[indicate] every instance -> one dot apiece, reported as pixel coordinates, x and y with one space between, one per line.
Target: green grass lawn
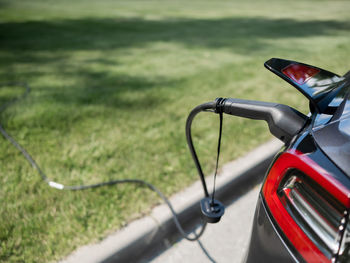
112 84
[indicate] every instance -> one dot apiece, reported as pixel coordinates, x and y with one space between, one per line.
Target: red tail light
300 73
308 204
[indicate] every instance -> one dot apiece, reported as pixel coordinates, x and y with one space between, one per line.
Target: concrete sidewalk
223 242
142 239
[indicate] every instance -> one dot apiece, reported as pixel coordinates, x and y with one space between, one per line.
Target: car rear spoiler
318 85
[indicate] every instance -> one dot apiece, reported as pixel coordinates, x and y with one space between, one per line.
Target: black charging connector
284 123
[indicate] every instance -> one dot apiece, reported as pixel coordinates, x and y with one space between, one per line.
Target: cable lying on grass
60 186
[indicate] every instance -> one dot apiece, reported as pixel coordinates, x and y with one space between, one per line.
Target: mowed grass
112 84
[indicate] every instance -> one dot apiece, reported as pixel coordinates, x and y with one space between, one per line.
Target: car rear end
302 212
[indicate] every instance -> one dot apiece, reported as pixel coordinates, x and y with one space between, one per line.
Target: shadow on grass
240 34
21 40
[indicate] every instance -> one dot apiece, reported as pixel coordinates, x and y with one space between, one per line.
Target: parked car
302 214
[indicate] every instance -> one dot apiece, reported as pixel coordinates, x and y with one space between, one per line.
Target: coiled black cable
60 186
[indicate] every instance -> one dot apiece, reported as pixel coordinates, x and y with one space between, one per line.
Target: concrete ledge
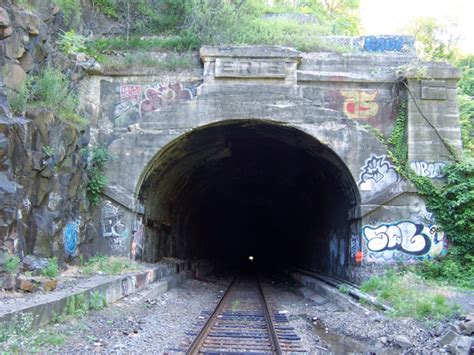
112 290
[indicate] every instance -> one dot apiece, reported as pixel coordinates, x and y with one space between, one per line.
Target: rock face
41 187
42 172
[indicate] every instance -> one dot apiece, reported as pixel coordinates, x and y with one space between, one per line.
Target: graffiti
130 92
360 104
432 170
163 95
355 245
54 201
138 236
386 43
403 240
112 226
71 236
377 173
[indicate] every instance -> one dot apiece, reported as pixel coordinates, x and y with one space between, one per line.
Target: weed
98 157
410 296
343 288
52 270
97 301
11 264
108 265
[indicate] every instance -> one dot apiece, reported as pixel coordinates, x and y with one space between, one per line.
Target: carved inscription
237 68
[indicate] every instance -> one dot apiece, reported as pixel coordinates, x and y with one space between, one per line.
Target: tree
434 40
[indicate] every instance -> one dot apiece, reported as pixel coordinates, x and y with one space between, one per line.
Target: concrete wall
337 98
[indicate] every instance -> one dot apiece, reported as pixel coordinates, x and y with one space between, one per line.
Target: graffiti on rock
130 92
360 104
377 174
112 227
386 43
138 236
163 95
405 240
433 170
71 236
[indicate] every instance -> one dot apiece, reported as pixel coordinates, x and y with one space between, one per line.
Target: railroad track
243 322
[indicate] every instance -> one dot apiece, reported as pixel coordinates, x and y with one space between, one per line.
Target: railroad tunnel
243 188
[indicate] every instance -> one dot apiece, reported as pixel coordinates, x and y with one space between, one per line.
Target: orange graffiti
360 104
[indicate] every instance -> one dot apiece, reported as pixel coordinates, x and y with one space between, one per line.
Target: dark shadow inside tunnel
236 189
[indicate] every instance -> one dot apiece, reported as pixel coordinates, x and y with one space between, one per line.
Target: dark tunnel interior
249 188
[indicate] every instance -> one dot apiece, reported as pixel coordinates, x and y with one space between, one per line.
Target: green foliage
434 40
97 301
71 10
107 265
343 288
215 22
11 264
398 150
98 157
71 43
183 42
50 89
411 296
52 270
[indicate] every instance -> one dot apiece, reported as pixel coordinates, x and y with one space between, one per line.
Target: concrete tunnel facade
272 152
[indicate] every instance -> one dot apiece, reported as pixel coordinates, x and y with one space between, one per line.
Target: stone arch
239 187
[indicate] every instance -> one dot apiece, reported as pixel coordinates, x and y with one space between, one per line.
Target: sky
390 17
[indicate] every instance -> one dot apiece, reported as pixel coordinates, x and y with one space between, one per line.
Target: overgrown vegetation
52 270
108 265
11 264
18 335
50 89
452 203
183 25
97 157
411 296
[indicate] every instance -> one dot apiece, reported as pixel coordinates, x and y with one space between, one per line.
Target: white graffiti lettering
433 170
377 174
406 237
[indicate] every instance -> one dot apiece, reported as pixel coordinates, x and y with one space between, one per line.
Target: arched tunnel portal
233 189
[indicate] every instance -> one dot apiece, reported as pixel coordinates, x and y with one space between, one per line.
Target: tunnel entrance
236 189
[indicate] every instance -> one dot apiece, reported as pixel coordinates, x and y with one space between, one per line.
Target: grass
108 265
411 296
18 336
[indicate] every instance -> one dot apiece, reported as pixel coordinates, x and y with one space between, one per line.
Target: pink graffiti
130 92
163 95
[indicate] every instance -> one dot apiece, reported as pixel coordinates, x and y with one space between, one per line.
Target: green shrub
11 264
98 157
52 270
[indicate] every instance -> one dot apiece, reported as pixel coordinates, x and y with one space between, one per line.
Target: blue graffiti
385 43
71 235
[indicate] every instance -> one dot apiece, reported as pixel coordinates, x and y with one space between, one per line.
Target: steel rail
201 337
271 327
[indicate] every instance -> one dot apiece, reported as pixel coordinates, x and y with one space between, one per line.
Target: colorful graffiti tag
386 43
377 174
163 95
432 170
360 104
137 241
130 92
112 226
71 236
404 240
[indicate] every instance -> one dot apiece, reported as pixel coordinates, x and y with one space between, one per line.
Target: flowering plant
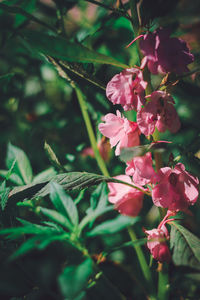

======

▸ **WORK ITEM**: Repeat the records exactly but leave out the images.

▸ **SOLUTION TO THIS TASK**:
[indicate] every instance -> one dot apiece, reported as pixel coordinates, x and y with one space between, one per line.
Target: green grass lawn
112 84
[indicate] every instance -> one dot apiece, reported as pixel coordinates, x and y with one space between, one per line.
Target: red tail light
300 73
308 204
[indicate] every instance -> one dot apiece, reported as pixel coordinates, x and y with one space between, one per line.
Target: concrete sidewalk
223 242
142 239
[indicate] every instance -> one dot apiece, reported as pixel coordinates, x and y with one space between, one per line.
Target: car rear spoiler
318 85
[indicate] every instance -> one dot apiece, reported as pixel coordinates, x and y with one space between, one per line.
Target: black charging connector
284 123
[indicate] every instance -> one dot apiece, reported as pixel coordinates, x and y with one space between, one per line.
Target: cable lying on grass
60 186
[indicate] every instance -> one dot apiece, reported as pixel coordinates, x and y with one space between, one per line.
Target: mowed grass
112 84
[indicate] every instance -> one dot apiece, reported as pixel coordinates, x and y with one space between, one per line.
Target: car rear end
302 212
[indicate] every instance -> one dot apiece, reported as pixel coordinates, x and y with one space between, one per line.
Target: shadow on grass
240 34
21 40
[indicate] every instance -> one dot apiece, reported as pixel coordinates, x and y with one space between, one per line.
Target: parked car
302 214
[indicate] every instance -> one dot apiece, reported as pixel coordinates, x and y with one space between, one per line.
Target: coiled black cable
60 186
[indicate] every instance -> one dot apiece, reported as pixel coordinates, x and y with one space between, one per line.
Target: concrete ledge
112 290
[indicate] every instance -> one dot apiece, reported as pixel coordinates, x and y with one space between, one per line.
Target: rock face
41 187
42 172
[indicate] every instance -> one dot apiece, reported as pixel coordinates, x and y with one space between, one per line.
Target: graffiti
130 92
360 104
432 170
163 95
355 245
54 201
138 236
386 43
403 240
112 226
71 236
377 173
[indicate] every instance -> one dot apiece, reported as pixel coordinates, x and y with one space between, one per line.
Target: weed
98 157
410 296
343 288
52 270
97 301
11 264
108 265
[indicate] every instance -> one dot apiece, reported as pixel coordinates, x and y with one space between, one per line.
Target: carved inscription
237 68
[indicate] every instance -> one dot apiece, reported as pixel coordinates, x and y with one space between, one per line.
Target: tree
434 40
[indicate] every instance -> one dot apiece, reported as pixel coordinates, x and y with one space between, one per line.
Target: concrete wall
337 98
[indicate] every instance -> one dot apiece, reported as pixel coordinates, x and y with one space between, one per line.
Target: graffiti on rock
130 92
360 104
377 174
112 227
386 43
138 236
163 95
405 240
433 170
71 236
[indicate] every instance -> one dot apiece, reported as pixel coordinates, x and y with one space between, one per line.
Target: railroad track
243 322
[indicate] every instance -> one dot apiece, reported as pixel coordinates, x and y with one space between, one per line.
Target: railroad tunnel
243 188
[indicate] every instance -> one dot apiece, reported as pixel coordinates, x and y with one space between, one per line.
Target: orange graffiti
360 104
[indicate] every instance -> one dot apiece, reported as pixel coordinates, x and y with one space between, one per line.
Target: dark shadow inside tunnel
236 189
[indicate] every instance -> one dot apiece, reported as pixel coordinates, x and y with one space between, one per line.
Target: dark tunnel interior
249 188
[indicate] every instance -> one dot apiece, reported as pixel coordinates, x and y with one space between, one per line.
Target: green foliage
434 40
97 301
71 10
107 265
343 288
215 22
11 264
398 150
98 157
71 43
183 42
50 89
411 296
52 270
[indicate] every instance -> one dot apiece, reported as pixel coordinates, x and y with one space between, one per line.
Target: concrete tunnel facade
272 152
[indicate] every instance -> one dot apiece, reported as pixel coordinates, x and y with one space between, one per line.
Target: stone arch
239 187
[indicate] every instance -> one dot apiece, reported as pixel coordinates, x and y with one space between, one per line.
Target: sky
390 17
[indicate] every instance -> one dot apiece, reported as pixel coordinates, x and y with one space between, one per line.
Target: overgrown vegetation
52 270
108 265
11 264
18 335
50 89
452 203
183 25
97 157
411 296
[indicate] every instance -> one dot apiece, reported as pixel coordinates, x and y with one space between, one per line.
Target: white graffiti lettering
433 170
377 174
406 237
[indicate] every instance -> one dot apiece, reported as pixel coordinates, x and y with one space between, one per line.
Target: arched tunnel portal
233 189
[indicate] every instance -> one dot apiece, reported as pixel coordinates, x and y with one space between, one per line.
Target: tunnel entrance
236 189
[indicate] every instance -> one dot apiece, reported as pixel coordinates, x and y with one space between, one per line.
Target: grass
108 265
411 296
18 336
[indicate] every instance -> one dot apiece, reported as pixel coordinates, x and y with one space between, one per line.
Target: pink graffiti
130 92
163 95
[indicate] every instance -> one dot apiece, reported as pixel coordinates, x and y with one space between, one per line.
Target: green shrub
11 264
98 157
52 270
[indicate] every instance -> one dot apiece, reported as pixel coordinates, x and y with one space between, one per line.
Target: blue graffiti
385 43
71 235
[indicate] every instance -> one dot apiece, reported as pixel coordinates, x and y with one space between, one per line.
Target: steel rail
201 337
271 327
[indicate] every instance -> one dot apiece, reported as pixel coordinates, x and y with one space between, one per line.
Target: colorful graffiti tag
386 43
377 174
163 95
432 170
360 104
137 241
130 92
112 226
71 236
404 240
[indicate] every instance -> one dot apiece, reported as pixel coordinates, x and y with one space between, one per line.
Target: flowering plant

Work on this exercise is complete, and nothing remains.